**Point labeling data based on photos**
>>>>>
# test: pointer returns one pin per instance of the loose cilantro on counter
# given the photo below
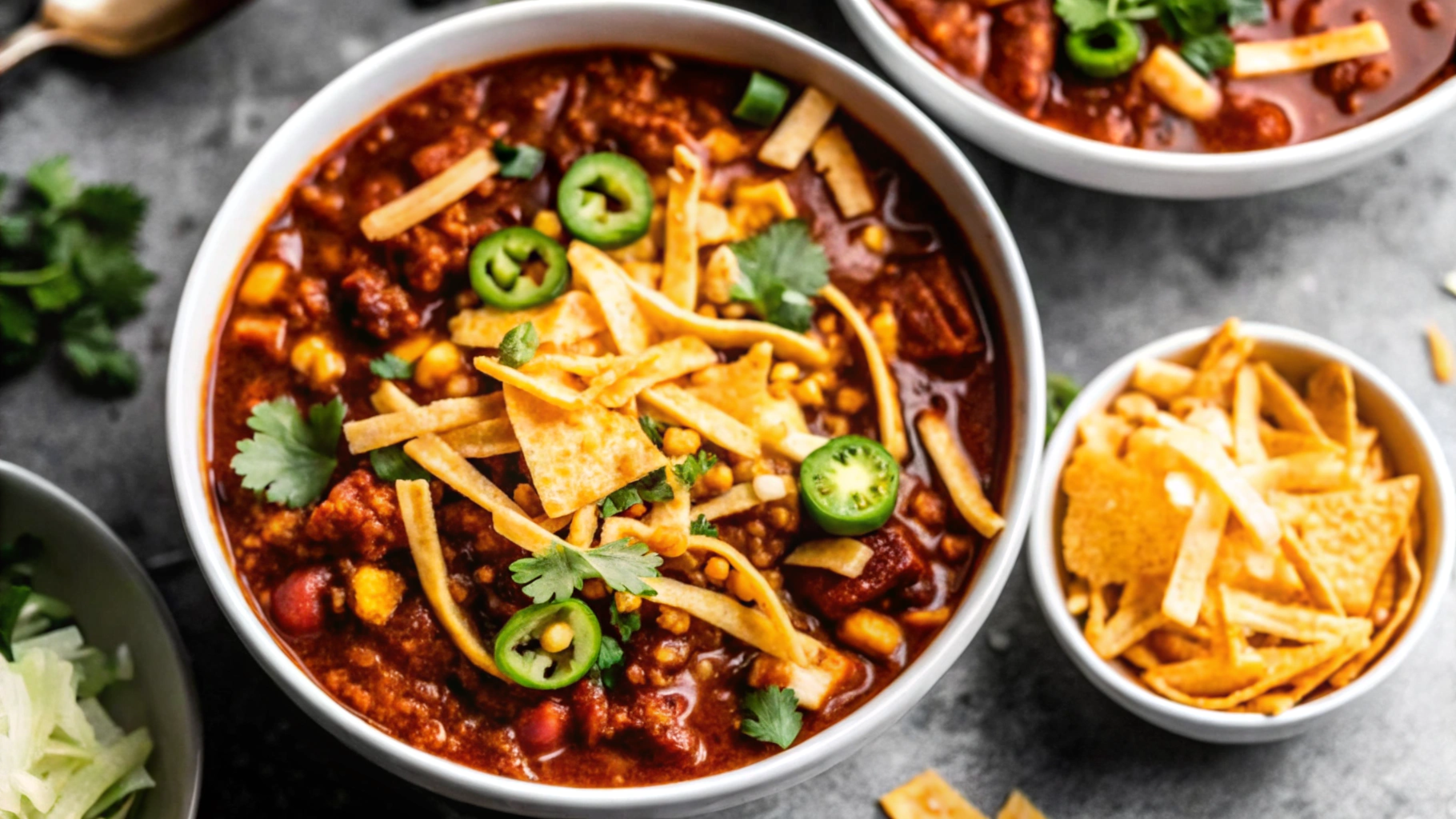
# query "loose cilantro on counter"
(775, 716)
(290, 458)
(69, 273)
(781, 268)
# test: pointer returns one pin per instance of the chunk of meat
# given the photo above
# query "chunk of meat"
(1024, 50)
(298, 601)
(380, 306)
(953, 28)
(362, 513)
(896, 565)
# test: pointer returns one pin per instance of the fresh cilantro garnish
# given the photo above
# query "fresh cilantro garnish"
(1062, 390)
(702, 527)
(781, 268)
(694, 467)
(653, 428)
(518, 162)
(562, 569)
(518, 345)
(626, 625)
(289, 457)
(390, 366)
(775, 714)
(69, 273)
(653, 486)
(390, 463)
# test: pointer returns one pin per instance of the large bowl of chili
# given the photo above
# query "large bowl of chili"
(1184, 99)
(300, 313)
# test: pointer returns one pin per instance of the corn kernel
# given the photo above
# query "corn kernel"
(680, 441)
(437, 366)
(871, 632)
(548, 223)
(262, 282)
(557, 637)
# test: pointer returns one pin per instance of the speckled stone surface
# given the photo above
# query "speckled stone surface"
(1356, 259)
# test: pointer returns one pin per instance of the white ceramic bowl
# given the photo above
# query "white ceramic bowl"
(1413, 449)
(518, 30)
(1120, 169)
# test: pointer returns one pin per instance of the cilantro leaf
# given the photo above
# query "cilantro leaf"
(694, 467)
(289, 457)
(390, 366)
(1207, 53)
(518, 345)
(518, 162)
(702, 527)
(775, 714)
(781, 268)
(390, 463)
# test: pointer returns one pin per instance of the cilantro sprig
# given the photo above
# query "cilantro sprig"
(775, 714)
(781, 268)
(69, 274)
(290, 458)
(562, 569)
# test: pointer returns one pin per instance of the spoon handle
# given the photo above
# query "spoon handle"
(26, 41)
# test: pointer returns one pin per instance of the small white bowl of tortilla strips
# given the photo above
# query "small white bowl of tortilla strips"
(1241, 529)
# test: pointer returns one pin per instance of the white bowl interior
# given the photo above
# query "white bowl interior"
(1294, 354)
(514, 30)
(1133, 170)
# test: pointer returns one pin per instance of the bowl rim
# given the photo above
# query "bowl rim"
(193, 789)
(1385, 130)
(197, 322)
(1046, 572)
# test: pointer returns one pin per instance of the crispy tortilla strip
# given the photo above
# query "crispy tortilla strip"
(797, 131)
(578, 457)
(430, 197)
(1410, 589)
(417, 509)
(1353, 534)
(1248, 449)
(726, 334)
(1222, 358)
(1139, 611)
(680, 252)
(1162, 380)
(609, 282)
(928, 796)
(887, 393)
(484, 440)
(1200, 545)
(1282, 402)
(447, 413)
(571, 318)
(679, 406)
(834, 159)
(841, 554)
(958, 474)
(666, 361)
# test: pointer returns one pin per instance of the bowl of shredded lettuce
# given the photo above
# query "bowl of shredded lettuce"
<<<<<
**What you have to do**
Write out all the rows above word for word, leaving out the pictures.

**Complete response**
# test: pointer returns one pin per instance of the loose cilantro on counter
# given the photo below
# query "loose cilantro on counter"
(775, 716)
(290, 458)
(69, 273)
(781, 268)
# test: pointer returns one pin per instance of the chunk of meat
# given the photo above
# query "chunk of meat"
(1024, 50)
(298, 601)
(380, 306)
(953, 28)
(362, 513)
(896, 565)
# test: pointer returns one pin per instance of the fresh cilantro garnish
# given the photo above
# query "fresh cilantro garnish"
(1062, 390)
(702, 527)
(781, 268)
(694, 467)
(653, 428)
(518, 162)
(562, 569)
(518, 345)
(626, 625)
(289, 457)
(390, 366)
(775, 714)
(69, 273)
(653, 486)
(390, 463)
# test: pointer returns one pin per instance of the large bowl of chili
# given the photo above
# query "large bowl of chili"
(1184, 99)
(300, 313)
# test: pointer returns one pin per instance of the corn kernel
# given the photo above
# query "corn kernel"
(680, 441)
(437, 366)
(871, 632)
(548, 223)
(262, 282)
(557, 637)
# test: pointer returns one pin per instance of the speckled stone surface
# given the photo above
# query "speckled stone surface"
(1356, 259)
# test: pointer returns one pin per instance of the white ceramic bowl
# given the photo above
# query "white ceramic bowl"
(1413, 449)
(518, 30)
(1120, 169)
# test: pointer returns one pin per instance of the cilantro leaf
# given the photo above
# query "cilantro leaf"
(694, 467)
(289, 457)
(390, 366)
(1207, 53)
(518, 345)
(518, 162)
(702, 527)
(775, 714)
(781, 268)
(390, 463)
# test: pointer returns one pin per instance of the cilantro sprig
# given the photo above
# query "cilantro sprig"
(775, 714)
(781, 268)
(69, 274)
(290, 458)
(562, 569)
# test: pointer returns one pin per instance of the spoon handle
# given the photo above
# query "spoon handle"
(26, 41)
# test: pointer returns one pin per instance of the small white bowl of tortilla strips
# given the photo above
# query "small white bowl of tortilla strips"
(1241, 529)
# test: pointer returns one pin per instance of the white bowl interior
# given the photo above
# query "white bowl interior"
(1294, 354)
(514, 30)
(1133, 170)
# test: pointer returns one pin per instance of the bowl rim
# given the photo above
# query "bowl rim"
(193, 789)
(1385, 130)
(197, 322)
(1046, 572)
# test: pointer returns one pin per instance of the crispy tortilla strip
# given the photo above
# query "crispy tortilla strip"
(797, 131)
(578, 457)
(430, 197)
(1410, 589)
(417, 509)
(1353, 534)
(1248, 449)
(726, 334)
(1222, 358)
(1139, 611)
(680, 252)
(1162, 380)
(609, 282)
(928, 796)
(887, 393)
(484, 440)
(1200, 545)
(1282, 402)
(447, 413)
(571, 318)
(679, 406)
(834, 159)
(841, 554)
(958, 474)
(666, 361)
# test: pointer returns one pin per instance of the bowl of shredded lettuce
# given the photo above
# query "bowl of shredded lettuce"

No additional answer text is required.